### What the task asks
Pull out every line in the rows below that contains the word "background", treating uppercase and lowercase letters as different.

### Entries supplied
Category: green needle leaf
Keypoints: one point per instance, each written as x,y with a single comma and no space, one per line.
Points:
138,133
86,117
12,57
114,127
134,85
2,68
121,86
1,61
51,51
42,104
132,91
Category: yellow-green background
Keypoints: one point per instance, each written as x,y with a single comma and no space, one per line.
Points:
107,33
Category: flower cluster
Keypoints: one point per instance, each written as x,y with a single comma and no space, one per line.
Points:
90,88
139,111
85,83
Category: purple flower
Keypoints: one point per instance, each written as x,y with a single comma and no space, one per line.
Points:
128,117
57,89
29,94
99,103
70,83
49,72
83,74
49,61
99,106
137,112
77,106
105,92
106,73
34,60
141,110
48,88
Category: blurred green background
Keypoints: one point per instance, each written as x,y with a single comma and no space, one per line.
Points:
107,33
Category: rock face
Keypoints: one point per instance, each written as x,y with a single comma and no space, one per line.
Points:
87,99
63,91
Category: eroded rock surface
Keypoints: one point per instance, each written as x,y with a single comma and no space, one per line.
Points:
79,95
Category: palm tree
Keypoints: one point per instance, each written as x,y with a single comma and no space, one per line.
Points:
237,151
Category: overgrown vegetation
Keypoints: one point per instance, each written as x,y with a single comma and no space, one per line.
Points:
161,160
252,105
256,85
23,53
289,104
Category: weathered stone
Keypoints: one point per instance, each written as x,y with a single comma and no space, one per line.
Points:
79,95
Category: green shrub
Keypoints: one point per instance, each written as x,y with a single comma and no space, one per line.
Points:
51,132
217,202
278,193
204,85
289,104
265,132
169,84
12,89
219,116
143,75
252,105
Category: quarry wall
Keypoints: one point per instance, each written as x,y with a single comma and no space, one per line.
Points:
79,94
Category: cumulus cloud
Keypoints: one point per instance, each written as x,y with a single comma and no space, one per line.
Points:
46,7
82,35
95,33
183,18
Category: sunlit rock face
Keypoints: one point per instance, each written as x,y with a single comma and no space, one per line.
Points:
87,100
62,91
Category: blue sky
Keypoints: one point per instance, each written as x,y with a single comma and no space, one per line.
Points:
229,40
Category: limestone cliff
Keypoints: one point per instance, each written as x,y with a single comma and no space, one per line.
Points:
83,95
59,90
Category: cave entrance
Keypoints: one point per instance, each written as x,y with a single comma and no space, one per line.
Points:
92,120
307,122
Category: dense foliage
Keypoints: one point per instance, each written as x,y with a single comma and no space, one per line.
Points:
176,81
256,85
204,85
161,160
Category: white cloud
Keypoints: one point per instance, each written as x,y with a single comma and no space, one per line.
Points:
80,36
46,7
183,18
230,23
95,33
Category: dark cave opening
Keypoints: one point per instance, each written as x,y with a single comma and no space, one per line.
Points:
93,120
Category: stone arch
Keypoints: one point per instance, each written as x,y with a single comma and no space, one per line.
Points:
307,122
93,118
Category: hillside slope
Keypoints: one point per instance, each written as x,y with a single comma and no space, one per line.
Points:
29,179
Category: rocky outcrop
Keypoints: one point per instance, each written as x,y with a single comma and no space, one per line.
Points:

* * *

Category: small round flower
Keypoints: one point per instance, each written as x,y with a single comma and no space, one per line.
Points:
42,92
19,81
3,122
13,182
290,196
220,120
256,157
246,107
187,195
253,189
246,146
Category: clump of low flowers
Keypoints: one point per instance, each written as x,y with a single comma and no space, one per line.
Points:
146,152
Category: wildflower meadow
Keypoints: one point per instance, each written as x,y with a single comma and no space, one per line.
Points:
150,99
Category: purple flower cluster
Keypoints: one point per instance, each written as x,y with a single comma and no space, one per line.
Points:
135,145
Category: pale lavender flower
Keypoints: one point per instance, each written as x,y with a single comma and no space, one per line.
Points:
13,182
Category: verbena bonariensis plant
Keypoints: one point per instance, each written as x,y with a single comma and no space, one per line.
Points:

### Complete response
Category: yellow-green background
Category: blurred green background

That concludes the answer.